• [Exercise description]:
Copy out word for word the lines below, starting with the line that contains "Where can you spot the white wall?" and going on through the line that contains "Query: white wall", with both of those lines included.

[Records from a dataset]
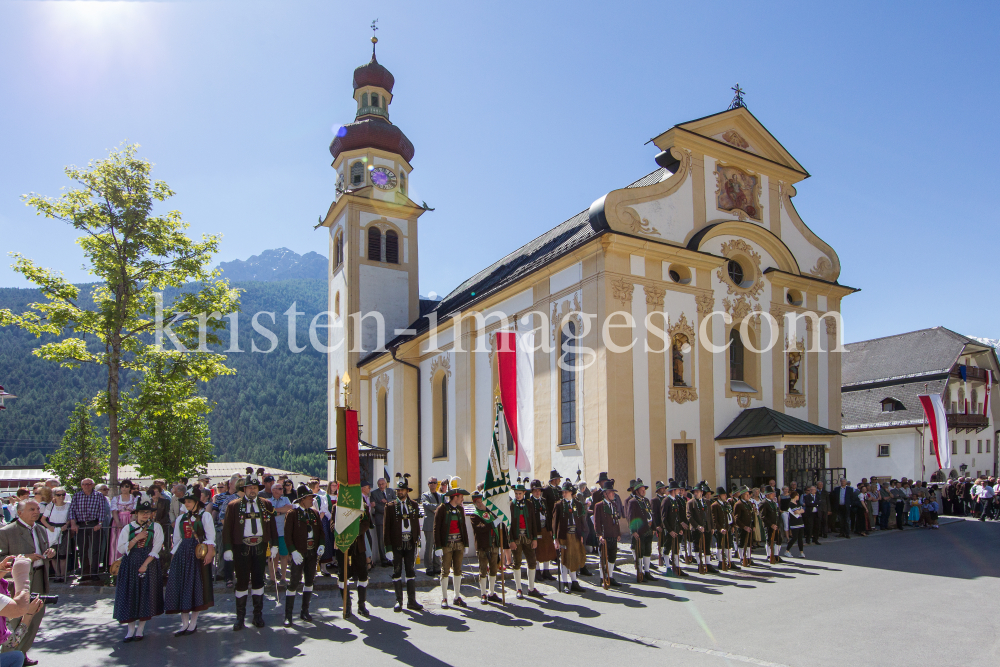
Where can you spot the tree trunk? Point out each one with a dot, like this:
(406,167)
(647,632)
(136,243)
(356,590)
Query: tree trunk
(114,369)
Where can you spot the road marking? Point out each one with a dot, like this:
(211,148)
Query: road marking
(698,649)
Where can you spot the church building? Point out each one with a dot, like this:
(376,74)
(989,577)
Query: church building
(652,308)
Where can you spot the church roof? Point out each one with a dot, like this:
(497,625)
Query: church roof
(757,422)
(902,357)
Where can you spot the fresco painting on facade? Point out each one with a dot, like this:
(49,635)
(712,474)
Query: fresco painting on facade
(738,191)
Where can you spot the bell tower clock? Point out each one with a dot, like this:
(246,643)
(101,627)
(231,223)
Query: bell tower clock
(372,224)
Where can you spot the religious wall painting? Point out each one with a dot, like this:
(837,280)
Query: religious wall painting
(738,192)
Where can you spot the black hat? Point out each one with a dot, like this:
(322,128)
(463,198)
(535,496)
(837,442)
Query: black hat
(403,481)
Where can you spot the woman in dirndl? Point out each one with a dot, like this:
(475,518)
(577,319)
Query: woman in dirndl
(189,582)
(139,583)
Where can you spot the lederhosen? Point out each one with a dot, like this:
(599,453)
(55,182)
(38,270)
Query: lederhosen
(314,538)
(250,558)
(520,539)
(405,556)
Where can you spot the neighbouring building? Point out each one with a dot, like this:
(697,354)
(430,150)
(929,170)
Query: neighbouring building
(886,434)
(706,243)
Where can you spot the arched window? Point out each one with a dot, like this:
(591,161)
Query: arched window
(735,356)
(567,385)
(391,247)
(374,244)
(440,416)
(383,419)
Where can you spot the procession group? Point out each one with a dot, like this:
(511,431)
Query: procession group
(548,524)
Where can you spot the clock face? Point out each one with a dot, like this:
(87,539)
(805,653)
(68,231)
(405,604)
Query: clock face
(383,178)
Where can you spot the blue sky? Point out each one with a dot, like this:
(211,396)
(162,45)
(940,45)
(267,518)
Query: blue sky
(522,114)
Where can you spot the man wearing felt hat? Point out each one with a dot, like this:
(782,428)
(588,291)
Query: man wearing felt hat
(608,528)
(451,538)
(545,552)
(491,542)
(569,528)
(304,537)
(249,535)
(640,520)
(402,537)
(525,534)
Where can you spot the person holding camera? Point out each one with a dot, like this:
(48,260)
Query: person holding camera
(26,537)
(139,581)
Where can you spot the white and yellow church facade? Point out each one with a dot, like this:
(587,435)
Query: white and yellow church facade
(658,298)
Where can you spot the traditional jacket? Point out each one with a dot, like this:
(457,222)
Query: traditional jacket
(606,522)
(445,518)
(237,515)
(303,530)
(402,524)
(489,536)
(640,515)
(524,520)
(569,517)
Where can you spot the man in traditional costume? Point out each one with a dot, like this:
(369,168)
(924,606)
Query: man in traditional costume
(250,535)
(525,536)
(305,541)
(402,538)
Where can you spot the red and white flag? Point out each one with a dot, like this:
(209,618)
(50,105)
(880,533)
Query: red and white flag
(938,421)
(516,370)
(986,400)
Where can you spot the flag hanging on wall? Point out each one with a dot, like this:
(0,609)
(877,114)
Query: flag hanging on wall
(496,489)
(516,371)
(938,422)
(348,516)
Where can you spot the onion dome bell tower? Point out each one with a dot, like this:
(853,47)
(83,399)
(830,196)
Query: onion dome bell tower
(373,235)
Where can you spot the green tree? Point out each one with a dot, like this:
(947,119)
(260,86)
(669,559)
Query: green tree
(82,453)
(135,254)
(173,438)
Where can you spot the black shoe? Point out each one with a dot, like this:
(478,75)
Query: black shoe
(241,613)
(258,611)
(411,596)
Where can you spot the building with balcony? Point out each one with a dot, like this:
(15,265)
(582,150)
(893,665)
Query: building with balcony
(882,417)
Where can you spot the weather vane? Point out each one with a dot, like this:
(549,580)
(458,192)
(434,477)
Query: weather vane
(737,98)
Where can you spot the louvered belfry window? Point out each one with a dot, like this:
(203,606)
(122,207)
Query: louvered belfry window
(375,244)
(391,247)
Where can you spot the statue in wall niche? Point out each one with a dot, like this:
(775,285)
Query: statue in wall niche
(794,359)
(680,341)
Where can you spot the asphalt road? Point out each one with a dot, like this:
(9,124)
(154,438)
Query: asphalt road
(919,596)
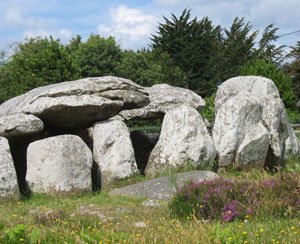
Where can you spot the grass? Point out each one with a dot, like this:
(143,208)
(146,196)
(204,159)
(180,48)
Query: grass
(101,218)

* * *

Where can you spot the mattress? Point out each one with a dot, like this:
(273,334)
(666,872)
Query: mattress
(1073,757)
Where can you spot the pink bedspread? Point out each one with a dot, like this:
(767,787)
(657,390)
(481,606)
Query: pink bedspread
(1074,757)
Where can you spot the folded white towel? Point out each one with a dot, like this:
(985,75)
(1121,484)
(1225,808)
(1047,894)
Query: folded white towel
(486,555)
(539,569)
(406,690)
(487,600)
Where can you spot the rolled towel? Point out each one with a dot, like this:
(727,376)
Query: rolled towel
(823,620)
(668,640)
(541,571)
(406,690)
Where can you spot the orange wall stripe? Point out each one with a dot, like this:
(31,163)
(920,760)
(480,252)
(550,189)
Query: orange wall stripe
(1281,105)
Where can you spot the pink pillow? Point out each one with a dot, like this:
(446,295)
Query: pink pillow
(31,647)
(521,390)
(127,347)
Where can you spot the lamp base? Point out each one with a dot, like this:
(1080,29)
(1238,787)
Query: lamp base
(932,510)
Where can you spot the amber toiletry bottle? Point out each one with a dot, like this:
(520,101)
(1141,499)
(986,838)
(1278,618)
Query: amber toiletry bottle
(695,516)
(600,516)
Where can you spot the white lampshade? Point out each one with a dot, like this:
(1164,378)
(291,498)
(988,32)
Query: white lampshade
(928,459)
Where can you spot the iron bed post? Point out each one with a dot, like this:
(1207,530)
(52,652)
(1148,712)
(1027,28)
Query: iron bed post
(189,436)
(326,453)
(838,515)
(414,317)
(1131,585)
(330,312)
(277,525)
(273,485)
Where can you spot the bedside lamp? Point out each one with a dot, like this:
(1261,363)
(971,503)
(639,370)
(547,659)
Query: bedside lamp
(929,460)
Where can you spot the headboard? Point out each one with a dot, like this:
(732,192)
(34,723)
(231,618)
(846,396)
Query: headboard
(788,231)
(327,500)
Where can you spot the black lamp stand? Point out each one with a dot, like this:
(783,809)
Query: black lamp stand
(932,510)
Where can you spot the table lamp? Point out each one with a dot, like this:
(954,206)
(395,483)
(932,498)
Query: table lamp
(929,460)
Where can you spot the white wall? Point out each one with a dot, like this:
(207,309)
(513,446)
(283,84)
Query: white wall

--

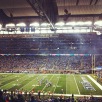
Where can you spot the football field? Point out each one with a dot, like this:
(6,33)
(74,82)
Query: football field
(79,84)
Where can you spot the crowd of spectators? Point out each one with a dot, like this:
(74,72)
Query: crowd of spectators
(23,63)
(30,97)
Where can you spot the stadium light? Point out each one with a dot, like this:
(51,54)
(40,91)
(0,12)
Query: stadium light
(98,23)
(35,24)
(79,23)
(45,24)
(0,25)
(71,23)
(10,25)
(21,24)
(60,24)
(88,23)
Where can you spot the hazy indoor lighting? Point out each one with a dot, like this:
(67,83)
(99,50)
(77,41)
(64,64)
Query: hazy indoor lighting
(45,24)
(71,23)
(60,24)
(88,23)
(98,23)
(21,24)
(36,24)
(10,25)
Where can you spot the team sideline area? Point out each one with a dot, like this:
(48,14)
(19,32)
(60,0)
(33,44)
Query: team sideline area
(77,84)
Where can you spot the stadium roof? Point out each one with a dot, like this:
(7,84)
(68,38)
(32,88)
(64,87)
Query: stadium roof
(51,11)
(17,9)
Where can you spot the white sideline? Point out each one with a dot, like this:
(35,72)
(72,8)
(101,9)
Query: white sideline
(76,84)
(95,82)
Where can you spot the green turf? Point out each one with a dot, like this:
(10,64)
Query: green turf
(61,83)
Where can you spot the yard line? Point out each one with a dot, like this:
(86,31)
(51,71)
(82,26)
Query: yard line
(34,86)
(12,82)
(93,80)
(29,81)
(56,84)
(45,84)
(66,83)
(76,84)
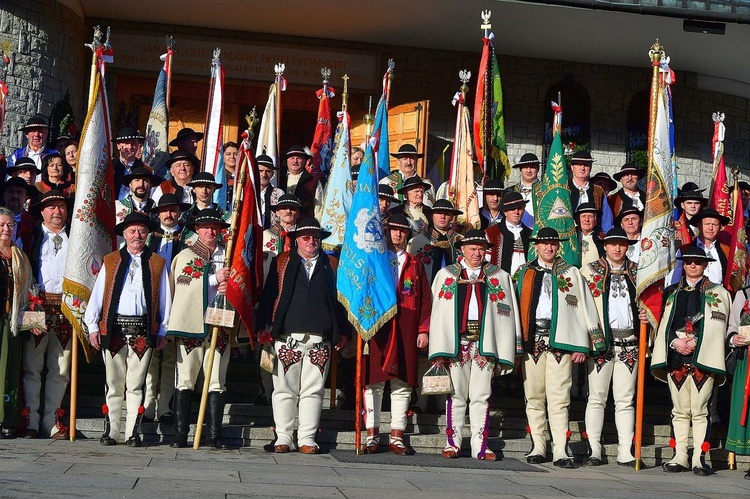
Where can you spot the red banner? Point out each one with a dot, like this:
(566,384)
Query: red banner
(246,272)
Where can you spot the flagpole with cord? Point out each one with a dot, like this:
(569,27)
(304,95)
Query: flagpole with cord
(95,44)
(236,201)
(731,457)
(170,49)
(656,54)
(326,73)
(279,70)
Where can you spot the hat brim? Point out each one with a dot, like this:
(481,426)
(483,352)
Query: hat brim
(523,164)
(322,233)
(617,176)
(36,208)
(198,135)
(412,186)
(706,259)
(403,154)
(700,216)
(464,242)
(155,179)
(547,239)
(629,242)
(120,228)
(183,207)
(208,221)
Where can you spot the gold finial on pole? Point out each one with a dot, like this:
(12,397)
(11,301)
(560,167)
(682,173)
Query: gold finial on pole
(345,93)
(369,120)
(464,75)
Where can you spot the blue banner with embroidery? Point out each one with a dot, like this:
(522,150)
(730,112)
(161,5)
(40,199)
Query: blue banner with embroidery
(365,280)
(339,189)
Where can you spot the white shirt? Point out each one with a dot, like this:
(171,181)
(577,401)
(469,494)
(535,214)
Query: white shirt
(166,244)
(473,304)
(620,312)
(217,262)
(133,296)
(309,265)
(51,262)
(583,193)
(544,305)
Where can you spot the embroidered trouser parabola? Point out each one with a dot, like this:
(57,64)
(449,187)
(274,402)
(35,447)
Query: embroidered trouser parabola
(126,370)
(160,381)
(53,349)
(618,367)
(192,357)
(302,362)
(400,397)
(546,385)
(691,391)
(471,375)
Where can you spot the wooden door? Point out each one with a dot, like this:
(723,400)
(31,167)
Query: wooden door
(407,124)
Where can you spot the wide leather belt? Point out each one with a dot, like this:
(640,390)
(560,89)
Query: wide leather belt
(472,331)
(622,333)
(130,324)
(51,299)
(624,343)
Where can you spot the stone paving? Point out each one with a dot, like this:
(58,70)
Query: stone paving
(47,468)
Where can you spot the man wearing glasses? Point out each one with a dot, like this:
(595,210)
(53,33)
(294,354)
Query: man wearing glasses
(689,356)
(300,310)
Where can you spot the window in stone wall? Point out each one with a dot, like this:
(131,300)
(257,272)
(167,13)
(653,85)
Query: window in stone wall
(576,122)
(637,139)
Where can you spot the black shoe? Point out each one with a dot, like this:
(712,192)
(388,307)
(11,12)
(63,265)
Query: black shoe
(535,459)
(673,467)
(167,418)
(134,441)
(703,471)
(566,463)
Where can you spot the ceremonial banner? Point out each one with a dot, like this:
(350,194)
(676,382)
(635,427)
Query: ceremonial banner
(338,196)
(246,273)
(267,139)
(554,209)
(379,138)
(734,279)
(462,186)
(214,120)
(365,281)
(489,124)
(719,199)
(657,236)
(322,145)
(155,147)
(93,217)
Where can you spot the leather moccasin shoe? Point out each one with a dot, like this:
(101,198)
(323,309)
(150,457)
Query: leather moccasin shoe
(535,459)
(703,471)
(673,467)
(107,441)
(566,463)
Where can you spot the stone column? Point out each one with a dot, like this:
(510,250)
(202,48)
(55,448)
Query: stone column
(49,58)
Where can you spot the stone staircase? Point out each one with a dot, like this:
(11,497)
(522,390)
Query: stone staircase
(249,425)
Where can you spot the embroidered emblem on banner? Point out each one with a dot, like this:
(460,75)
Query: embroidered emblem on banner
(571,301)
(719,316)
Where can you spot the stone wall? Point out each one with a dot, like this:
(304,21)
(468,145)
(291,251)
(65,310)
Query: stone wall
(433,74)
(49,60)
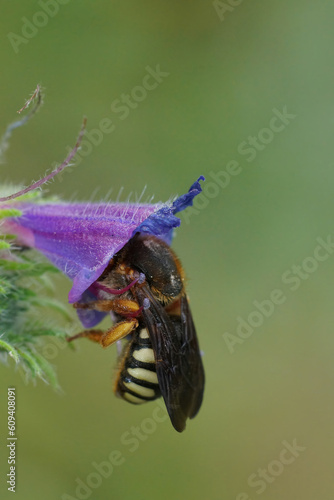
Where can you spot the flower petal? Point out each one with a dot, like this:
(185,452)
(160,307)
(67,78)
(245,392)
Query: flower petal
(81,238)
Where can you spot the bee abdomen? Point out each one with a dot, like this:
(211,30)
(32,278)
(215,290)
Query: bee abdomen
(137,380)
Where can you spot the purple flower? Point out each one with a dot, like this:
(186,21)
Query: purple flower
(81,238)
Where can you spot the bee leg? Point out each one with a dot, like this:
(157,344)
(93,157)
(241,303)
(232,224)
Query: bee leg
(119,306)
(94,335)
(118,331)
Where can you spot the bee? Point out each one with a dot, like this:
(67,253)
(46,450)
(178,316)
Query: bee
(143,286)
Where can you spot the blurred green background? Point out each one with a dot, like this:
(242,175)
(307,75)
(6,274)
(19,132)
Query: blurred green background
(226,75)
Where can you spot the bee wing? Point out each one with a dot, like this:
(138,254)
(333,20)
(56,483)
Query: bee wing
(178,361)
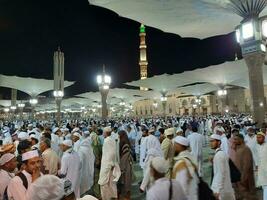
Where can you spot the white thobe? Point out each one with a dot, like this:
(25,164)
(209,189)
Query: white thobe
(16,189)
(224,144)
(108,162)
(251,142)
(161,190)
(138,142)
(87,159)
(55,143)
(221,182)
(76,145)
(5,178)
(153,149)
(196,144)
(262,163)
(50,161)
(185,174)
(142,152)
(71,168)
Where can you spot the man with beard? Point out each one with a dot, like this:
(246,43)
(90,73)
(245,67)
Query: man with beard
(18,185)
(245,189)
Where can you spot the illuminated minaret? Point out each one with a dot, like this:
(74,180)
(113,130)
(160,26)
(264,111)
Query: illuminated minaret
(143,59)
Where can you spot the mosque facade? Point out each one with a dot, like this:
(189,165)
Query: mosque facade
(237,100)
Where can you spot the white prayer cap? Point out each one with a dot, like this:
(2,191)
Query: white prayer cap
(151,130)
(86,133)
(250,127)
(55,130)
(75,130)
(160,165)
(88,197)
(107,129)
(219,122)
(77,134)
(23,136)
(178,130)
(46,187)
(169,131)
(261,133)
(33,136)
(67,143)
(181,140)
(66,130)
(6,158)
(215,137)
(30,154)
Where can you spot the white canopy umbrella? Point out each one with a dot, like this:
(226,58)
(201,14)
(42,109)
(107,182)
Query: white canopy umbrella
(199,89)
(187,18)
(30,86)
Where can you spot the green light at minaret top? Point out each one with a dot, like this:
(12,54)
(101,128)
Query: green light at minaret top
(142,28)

• [Correct response]:
Where can you spot the white wall? Point out each one with a dot, like this:
(207,309)
(513,446)
(283,84)
Query: white wall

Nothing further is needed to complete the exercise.